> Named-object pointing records
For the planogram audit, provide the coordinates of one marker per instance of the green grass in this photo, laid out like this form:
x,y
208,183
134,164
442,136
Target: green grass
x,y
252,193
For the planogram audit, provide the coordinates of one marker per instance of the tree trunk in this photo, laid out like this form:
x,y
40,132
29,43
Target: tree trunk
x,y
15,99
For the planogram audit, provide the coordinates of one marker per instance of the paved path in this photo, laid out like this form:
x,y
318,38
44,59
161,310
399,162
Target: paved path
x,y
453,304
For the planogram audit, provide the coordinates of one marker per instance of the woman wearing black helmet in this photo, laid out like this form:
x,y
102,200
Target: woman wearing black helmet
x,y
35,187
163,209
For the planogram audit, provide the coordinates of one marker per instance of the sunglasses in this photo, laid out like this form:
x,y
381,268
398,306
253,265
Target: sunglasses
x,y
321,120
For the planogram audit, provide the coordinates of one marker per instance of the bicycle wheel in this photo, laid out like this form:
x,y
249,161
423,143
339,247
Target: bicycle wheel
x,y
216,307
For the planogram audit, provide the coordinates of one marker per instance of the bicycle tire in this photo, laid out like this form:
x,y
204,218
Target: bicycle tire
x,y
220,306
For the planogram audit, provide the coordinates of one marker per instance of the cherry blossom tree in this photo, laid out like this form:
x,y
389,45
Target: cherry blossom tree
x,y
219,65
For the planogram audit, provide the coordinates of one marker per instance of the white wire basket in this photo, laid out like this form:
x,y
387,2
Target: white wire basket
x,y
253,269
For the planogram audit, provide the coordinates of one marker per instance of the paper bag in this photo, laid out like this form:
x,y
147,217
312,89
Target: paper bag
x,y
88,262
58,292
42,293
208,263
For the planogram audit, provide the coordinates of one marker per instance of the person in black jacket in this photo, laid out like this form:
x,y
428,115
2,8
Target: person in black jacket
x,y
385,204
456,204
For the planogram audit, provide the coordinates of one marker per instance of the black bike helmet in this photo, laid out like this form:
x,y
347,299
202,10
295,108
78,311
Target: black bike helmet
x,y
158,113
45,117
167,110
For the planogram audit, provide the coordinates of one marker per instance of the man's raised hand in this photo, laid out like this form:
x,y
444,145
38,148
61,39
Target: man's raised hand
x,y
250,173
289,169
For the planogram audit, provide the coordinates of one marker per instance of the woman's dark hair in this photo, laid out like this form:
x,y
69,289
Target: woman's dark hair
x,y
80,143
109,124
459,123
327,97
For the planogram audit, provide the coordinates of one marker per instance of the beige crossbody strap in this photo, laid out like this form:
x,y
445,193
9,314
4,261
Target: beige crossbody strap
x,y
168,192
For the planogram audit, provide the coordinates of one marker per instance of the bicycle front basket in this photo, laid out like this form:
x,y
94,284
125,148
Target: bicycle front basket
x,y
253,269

> Work instructions
Retype the rows above word for word, beginning at the line that contains "of the man's" and continuing through the last line of the rows.

> Full response
For the planogram audit, provide the coordinates of one marker per instance of the man's raised hand in this photo, laid out like this form:
x,y
444,145
38,148
61,39
Target: man's raised hand
x,y
250,173
289,169
For the planogram audit, provide the coordinates of one marker per instance of the woman's dark hair in this photo, laid out like this form:
x,y
69,289
Target: woman's dark hair
x,y
80,143
109,124
459,123
327,97
For the planogram audit, provide the coordinates of one marker per instance of the beige crossbody strap in this photo, laid out like this form:
x,y
445,193
9,314
4,261
Target: beige crossbody strap
x,y
168,192
For the planogram audit, provide the coordinates of one marker per instance of the bicycle front basket in this photo, laid out like this form:
x,y
94,284
125,148
Target: bicycle front basket
x,y
253,269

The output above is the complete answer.